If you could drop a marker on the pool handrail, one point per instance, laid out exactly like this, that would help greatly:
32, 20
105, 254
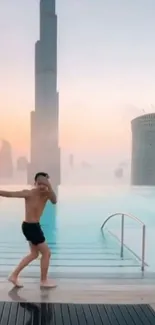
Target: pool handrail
122, 233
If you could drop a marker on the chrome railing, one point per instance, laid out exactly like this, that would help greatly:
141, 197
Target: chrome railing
122, 233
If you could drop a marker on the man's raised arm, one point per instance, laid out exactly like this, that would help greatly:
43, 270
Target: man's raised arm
16, 194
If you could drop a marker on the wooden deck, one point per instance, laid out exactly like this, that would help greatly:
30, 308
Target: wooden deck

- - -

> _Problem statement_:
Your answer should be an exact copy of the lines from the one with "If you could drop a marker on the wooden" through the end of the material, with no other lines.

> _Answer for this exercise_:
If you could drop a marker on the wooden deck, one point per instance, laid out exactly like this, that would help greatly:
30, 308
Target: wooden deck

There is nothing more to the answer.